Work instructions —
a - In the passage on religion in China, in what year did the Chinese military seize Tibet?
b - Please write the next part of the passage on religion in China, starting after its last sentence.

** Exercise passage follows **

Why then must Beijing continue to treat religion as something suitable for strict control, even quarantine, like some deadly infectious disease? Sometimes historical reasons are invoked to bolster the state's antireligion stance. In the past, it is said, religion has encouraged factionalism, fanaticism and that paramount Chinese taboo, disorder.

At another level, the attitude seems driven by a deep fear in the Communist Party of allowing any kind of independent civil society to emerge. Even in today's China, the country of headlines about miracle growth and irresistible rise, religious groups, like every other kind of association of any scale, from chess clubs to writers' leagues, must be officially sanctioned, which actually means carefully controlled.

Xining sits at the frontier of two worlds, the densely populated China of the Han majority, and the rest of China, which one might very well call God's Country. To the northwest lies Xinjiang, a province that is culturally far more akin to the Muslim republics of Central Asia than it is to the China that has absorbed it only through conquest and settlement over the past two centuries.

To the southwest lies Tibet, seized by the Chinese military in 1951. Tibetan culture is deeply steeped in Buddhism, and remains so, even in the face of heavy-handed political control by Beijing and accelerating Han migration.

It is Xining's province, Qinghai, though, that provides the most interesting rebuttal by China's great west to the state's hostility and suspicion toward religion. The sparsely populated province, which for most of its history was part of Tibet, has long been used by Beijing as a sort of dumping ground, where labor camps for political and other prisoners abound and where nuclear weapons were once tested.

A 700-kilometer, or 435-mile, drive across the province, which is nearly one and a half times as large as France, however, revealed Buddhists, Muslims, Taoists, Nestorians and Christians, including Han and non-Han minorities, all living in peace and harmony, often cheek to jowl. In one town after another, one can see the churches, shrines and temples of these different faiths, all of which have ancient roots in China, sitting within stone's throw of one another, without the least hint of tension or communal strife.

** End of Exercise passage **
** Available data follows **

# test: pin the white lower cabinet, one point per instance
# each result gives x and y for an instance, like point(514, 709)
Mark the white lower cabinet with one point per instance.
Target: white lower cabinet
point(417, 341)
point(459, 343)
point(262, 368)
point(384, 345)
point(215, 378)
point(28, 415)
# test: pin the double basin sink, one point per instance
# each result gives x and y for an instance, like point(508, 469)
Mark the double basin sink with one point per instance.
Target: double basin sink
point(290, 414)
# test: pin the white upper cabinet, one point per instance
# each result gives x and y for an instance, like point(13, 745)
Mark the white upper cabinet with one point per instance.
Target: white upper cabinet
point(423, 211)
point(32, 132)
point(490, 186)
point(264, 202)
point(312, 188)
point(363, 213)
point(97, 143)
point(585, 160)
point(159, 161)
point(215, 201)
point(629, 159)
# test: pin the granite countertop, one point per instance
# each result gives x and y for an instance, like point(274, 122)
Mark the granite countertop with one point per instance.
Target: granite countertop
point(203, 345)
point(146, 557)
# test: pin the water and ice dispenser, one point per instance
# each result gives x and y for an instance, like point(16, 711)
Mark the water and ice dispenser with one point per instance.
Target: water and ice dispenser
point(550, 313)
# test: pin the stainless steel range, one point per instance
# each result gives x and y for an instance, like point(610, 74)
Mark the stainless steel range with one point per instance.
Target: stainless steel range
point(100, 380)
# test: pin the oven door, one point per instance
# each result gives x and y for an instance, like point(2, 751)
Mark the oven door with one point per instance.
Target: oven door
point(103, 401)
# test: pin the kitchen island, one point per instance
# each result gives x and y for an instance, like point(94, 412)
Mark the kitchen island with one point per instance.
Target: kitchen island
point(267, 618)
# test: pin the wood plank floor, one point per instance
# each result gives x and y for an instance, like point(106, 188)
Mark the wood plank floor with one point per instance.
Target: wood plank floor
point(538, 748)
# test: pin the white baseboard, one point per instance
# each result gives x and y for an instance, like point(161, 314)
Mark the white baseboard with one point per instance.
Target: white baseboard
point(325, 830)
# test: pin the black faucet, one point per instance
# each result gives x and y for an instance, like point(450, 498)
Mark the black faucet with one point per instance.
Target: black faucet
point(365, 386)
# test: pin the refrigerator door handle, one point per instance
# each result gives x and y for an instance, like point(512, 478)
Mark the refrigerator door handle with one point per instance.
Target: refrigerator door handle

** End of Available data **

Responses —
a - In 1951.

b -
This is good news for China, and news that the government would do well to embrace, for the simple reason that contrary to common perceptions, religion is on the rise everywhere in the country. And in an age where information flows more freely than ever before and Chinese people travel widely, there would seem to be little that Beijing can do about it.

Even by conservative estimates there are 100 million regular practitioners of various religious faiths in China, along with at least 100 million others who are more casual in their devotion. From the evidence of China's big cities, where officially sanctioned church parishes are filled and illegal house churches are booming, or from the countryside, where visits to temples and shrines is strong, these numbers seem only likely to grow.

Seen in this light, the state's insistence on control of every aspect of religion seems an impossible, or even a foolish task, one which over time only will feed resentments. Just this week, for example, Beijing denied permission to a number of state-appointed Roman Catholic bishops to attend a conference in Rome. The official Chinese Patriotic Catholic Association, which rejects papal authority, denounced the invitations, saying they "showed no respect" toward Chinese Catholics.

A glimpse of what is really going on here can be perceived through the cracks in the otherwise anodyne comments of an expert on religion in China. He spoke of antiquity, which in China is often the safest way to talk about the delicate present.

"There have been three great catastrophes for religion in China," said Li Xiangping, a religion expert at Shanghai University. "Monks were told they couldn't function as monks, temples were knocked down, and their contents were confiscated."

What was the reason? "Basically, their social and economic power were considered too big, but a bunch of fake reasons were offered," he added. "It was said they affected the social order. In China, no third force, beyond the state and the market, can be allowed to play such a large role."